- [Required work] Reproduce verbatim every line of the entries below, from the line containing "Find the green domed" down to the line containing "<point>50,172</point>", including both of those lines.

- [Dataset content]
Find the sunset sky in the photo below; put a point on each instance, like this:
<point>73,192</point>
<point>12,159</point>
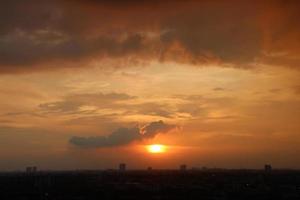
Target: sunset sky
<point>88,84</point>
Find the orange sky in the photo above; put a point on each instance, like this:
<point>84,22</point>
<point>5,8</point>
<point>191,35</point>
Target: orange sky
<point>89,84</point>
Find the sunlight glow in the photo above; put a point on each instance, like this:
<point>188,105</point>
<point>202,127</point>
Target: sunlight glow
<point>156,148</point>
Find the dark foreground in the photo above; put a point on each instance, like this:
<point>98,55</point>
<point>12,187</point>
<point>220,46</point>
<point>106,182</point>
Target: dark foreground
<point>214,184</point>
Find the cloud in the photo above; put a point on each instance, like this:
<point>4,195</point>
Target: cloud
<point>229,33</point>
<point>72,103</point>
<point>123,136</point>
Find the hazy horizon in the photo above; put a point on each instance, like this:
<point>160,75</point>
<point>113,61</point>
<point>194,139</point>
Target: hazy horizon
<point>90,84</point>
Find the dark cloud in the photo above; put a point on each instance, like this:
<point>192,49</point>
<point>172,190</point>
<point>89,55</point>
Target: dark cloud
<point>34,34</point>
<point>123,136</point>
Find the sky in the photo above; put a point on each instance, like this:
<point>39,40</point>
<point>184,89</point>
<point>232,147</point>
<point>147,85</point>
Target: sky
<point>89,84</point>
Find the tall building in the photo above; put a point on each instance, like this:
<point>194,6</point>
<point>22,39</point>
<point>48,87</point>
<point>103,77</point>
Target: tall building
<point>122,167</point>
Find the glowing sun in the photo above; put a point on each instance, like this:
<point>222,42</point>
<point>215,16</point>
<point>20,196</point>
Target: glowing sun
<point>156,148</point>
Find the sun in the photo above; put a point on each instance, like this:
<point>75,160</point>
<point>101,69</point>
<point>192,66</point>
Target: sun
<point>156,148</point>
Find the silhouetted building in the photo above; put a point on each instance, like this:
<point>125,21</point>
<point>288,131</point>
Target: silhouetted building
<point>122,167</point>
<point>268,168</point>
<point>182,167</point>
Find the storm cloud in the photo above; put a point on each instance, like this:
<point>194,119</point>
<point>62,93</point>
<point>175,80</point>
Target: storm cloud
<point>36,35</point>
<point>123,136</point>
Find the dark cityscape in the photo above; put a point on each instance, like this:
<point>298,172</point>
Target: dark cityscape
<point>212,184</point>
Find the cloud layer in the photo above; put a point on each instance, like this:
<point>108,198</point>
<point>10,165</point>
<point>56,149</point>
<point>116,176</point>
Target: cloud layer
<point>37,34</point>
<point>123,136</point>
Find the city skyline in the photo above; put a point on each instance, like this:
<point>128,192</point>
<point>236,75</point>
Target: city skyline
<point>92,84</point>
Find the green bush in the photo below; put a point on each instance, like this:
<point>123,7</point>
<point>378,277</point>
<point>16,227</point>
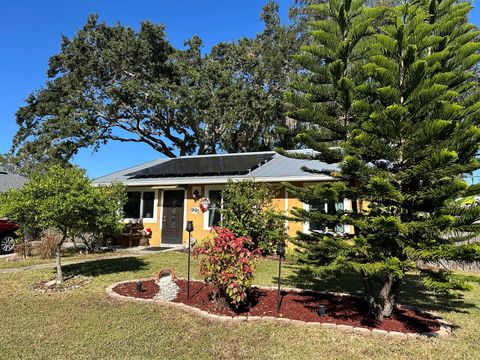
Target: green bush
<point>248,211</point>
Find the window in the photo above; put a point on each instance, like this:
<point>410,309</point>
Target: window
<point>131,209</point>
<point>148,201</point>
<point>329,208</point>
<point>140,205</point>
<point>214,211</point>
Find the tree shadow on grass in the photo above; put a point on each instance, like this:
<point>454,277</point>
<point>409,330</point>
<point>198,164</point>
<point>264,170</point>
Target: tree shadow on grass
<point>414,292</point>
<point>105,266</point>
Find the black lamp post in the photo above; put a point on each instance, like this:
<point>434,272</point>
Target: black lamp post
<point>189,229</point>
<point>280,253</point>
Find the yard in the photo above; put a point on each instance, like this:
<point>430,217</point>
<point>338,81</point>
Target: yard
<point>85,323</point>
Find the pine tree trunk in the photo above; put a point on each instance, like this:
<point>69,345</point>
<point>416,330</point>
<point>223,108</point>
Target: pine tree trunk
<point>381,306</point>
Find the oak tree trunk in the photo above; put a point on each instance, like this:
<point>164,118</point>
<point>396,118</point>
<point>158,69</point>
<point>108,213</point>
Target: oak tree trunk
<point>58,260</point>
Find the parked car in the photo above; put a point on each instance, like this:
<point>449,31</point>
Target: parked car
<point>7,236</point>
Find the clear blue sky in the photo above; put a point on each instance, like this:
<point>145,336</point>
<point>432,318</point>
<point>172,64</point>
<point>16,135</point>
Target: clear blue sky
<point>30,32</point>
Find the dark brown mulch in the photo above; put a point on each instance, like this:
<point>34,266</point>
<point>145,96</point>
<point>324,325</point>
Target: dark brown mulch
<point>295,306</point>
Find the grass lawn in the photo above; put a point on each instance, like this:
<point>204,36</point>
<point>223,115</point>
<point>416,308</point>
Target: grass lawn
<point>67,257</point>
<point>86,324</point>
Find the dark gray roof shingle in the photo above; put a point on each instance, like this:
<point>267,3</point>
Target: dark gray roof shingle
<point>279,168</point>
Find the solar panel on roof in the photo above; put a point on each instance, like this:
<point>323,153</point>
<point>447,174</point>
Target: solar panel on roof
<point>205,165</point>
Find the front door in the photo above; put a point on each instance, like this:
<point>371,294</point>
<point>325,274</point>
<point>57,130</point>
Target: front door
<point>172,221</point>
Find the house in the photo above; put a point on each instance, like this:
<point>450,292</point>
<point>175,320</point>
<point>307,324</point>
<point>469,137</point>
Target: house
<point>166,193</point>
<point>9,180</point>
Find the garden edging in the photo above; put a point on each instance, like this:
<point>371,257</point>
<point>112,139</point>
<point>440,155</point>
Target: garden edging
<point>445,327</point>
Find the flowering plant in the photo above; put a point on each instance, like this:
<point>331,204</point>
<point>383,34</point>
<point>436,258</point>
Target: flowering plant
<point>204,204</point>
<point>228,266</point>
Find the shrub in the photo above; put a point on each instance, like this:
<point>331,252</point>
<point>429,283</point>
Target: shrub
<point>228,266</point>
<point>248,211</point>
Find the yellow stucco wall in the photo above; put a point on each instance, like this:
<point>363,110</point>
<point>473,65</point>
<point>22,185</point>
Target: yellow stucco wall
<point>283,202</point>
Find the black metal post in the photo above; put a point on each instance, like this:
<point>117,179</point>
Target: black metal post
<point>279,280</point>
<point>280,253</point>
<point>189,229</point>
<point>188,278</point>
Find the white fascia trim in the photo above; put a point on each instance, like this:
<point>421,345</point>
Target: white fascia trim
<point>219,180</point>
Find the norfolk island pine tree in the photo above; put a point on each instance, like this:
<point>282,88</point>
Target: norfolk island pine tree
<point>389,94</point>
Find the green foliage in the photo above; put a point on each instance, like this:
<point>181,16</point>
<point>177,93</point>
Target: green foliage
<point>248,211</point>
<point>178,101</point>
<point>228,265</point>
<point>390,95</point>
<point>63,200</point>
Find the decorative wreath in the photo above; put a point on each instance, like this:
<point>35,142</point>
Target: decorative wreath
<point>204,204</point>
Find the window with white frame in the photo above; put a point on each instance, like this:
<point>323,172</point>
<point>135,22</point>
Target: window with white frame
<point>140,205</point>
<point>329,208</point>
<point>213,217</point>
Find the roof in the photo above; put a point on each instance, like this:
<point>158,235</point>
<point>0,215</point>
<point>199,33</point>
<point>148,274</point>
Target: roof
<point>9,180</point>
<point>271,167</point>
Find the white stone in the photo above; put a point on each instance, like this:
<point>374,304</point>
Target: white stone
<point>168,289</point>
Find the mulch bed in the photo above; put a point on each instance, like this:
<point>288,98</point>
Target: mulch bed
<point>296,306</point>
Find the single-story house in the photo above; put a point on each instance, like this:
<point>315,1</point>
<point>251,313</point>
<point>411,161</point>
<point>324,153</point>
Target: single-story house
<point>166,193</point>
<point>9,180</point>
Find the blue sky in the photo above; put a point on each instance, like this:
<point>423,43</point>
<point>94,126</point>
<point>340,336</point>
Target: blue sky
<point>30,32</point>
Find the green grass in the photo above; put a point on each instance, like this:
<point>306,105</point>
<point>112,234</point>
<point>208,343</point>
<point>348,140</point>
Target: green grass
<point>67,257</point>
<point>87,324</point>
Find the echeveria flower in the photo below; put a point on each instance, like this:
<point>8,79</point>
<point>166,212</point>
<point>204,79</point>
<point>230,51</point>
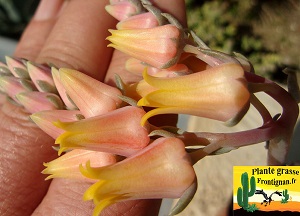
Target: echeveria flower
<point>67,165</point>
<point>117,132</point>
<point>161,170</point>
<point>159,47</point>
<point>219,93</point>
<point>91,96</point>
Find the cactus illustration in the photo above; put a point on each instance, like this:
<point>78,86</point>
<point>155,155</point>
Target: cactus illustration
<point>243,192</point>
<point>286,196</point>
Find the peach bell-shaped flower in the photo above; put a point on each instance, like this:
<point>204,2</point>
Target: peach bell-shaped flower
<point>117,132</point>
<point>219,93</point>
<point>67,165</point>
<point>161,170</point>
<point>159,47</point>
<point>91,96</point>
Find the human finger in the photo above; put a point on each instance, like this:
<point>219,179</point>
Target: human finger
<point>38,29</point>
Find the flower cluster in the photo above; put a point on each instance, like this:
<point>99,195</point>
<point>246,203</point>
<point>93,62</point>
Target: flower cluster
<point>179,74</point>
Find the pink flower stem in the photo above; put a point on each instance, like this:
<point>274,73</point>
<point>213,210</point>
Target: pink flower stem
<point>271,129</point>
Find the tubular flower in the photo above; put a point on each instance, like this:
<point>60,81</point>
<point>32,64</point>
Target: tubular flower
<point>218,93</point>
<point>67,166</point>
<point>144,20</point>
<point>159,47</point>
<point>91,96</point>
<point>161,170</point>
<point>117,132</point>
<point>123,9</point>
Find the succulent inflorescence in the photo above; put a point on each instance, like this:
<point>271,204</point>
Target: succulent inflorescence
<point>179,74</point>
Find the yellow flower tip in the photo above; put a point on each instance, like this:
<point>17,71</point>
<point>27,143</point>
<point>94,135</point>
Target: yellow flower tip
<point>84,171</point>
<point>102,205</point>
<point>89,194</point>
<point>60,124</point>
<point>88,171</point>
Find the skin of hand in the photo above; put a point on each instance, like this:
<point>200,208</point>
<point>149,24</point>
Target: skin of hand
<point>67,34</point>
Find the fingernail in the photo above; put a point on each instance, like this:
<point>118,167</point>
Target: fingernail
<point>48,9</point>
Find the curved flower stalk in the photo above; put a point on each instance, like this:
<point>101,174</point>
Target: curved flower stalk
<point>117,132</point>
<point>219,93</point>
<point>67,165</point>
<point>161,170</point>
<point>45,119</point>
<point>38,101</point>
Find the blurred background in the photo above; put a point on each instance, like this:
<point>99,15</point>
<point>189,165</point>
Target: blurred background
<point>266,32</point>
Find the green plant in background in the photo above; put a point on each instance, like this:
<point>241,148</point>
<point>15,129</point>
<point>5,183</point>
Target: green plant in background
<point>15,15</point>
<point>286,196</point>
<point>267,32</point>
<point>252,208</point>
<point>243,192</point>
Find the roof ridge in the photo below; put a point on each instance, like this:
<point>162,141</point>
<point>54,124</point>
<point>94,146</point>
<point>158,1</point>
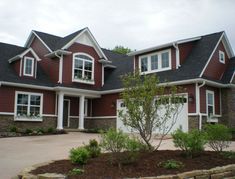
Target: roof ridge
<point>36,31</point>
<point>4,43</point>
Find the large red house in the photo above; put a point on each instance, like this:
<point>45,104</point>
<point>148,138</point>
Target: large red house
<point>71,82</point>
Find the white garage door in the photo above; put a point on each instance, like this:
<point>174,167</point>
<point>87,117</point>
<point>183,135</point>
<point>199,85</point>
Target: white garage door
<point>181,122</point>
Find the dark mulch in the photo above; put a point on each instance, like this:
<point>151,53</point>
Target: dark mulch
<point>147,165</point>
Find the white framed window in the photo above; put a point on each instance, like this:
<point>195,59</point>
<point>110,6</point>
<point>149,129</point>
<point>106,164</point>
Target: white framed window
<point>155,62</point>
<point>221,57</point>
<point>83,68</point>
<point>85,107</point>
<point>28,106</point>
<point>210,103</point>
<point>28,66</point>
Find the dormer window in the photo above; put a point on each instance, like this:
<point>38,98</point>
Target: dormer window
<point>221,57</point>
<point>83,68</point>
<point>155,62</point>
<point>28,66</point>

--

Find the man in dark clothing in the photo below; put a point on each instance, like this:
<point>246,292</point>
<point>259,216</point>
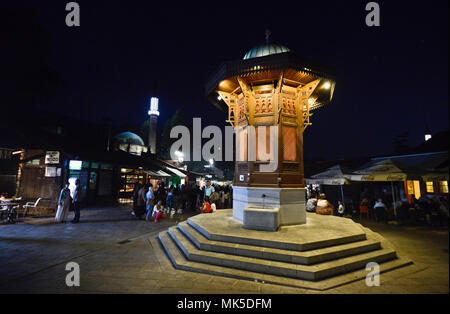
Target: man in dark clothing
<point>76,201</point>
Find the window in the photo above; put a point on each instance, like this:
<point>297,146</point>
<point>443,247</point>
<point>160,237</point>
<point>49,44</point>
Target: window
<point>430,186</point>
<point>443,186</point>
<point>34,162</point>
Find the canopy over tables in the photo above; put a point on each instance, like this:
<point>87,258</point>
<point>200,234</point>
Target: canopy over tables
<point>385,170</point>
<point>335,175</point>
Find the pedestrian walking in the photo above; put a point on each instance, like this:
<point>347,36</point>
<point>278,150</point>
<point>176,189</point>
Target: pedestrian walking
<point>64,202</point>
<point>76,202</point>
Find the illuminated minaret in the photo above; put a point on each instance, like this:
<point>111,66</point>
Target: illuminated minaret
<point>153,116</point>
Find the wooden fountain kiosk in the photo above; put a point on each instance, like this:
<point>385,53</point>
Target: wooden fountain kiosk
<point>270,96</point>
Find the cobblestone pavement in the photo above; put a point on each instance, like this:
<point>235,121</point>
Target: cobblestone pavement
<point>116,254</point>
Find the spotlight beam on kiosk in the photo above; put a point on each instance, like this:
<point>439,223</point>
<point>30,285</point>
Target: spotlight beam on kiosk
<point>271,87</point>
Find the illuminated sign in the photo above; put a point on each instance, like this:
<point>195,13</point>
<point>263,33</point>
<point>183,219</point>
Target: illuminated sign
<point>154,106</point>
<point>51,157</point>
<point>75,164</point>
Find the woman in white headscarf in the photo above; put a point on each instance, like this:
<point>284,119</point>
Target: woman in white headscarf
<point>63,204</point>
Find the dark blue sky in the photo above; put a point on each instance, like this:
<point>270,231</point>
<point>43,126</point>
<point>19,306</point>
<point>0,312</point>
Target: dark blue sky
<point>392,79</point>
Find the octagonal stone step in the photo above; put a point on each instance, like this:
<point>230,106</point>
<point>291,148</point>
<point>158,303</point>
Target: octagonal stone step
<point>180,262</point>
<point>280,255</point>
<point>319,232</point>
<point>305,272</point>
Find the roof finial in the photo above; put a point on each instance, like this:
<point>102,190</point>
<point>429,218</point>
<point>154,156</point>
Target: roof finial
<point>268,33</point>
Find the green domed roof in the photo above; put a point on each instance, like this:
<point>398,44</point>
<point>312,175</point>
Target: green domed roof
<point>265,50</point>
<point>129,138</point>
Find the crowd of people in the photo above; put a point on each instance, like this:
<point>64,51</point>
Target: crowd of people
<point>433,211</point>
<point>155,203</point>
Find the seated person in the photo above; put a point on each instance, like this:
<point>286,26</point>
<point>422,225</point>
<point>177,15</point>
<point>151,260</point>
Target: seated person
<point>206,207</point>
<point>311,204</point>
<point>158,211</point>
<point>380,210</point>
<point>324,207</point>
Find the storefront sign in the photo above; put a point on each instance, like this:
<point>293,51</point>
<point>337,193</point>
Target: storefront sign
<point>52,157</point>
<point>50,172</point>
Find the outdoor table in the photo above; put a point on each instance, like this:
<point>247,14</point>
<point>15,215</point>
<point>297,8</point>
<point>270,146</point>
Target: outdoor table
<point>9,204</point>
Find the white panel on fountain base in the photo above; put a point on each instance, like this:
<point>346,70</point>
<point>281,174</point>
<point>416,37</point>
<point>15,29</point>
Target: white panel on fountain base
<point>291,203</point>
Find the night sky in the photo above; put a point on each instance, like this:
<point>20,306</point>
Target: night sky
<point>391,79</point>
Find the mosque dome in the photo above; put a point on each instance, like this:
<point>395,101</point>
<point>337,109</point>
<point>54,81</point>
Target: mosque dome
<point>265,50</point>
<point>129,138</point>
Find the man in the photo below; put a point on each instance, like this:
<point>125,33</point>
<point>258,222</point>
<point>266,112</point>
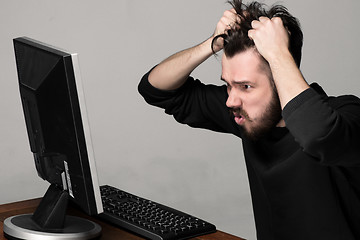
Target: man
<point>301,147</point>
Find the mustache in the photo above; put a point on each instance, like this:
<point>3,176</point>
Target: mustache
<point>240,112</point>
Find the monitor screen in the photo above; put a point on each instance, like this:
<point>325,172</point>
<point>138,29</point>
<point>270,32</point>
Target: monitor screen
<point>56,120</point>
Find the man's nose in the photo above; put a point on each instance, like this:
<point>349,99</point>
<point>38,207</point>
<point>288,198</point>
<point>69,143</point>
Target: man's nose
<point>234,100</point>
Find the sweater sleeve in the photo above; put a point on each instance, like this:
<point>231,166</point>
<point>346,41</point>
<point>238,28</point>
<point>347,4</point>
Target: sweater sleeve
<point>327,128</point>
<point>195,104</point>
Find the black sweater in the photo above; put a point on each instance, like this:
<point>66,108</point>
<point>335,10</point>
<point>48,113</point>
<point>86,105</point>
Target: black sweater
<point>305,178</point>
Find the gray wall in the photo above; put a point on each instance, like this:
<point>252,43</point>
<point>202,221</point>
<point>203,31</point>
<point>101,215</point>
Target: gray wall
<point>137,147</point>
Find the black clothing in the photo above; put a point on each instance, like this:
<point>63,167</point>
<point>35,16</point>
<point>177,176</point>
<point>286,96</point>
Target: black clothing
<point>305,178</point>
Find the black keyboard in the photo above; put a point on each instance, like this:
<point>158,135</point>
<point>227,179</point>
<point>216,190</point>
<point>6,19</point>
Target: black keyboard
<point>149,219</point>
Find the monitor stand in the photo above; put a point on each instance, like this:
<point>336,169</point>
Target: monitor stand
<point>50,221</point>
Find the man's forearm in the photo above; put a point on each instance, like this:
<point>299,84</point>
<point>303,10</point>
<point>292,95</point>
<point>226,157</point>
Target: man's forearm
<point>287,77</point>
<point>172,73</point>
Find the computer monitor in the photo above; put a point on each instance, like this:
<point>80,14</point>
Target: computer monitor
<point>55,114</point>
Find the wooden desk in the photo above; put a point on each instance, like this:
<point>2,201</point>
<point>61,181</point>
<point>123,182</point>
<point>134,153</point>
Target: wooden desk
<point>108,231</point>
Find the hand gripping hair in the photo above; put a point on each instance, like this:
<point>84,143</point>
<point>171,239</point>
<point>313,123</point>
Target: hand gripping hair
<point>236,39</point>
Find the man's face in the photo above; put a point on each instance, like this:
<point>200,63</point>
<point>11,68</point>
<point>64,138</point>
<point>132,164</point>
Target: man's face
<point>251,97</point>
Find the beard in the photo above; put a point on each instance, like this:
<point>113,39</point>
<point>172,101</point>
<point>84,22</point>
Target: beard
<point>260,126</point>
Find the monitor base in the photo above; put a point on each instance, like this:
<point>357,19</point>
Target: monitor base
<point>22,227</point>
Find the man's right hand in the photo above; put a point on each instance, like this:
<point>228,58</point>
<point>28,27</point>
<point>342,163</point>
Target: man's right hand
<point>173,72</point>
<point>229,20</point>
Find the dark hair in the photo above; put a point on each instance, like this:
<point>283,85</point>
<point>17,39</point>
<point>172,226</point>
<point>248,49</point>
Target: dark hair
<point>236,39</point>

- [Response to this exercise]
Find the green domed roof in the photo above; put a point on each instance, like this:
<point>398,44</point>
<point>312,175</point>
Target: green domed roof
<point>265,50</point>
<point>129,138</point>
Find the crowd of people in the photo above; put a point on each instance, like this:
<point>64,51</point>
Target: crowd of people
<point>433,211</point>
<point>155,203</point>
Find the seated person in the photo above; put a point on each instance, like this:
<point>286,26</point>
<point>422,225</point>
<point>177,15</point>
<point>151,260</point>
Target: seated person
<point>206,207</point>
<point>311,204</point>
<point>158,211</point>
<point>380,210</point>
<point>324,207</point>
Find the storefront sign in the photo above; put a point on each instance, like this:
<point>293,51</point>
<point>337,193</point>
Target: storefront sign
<point>52,157</point>
<point>50,172</point>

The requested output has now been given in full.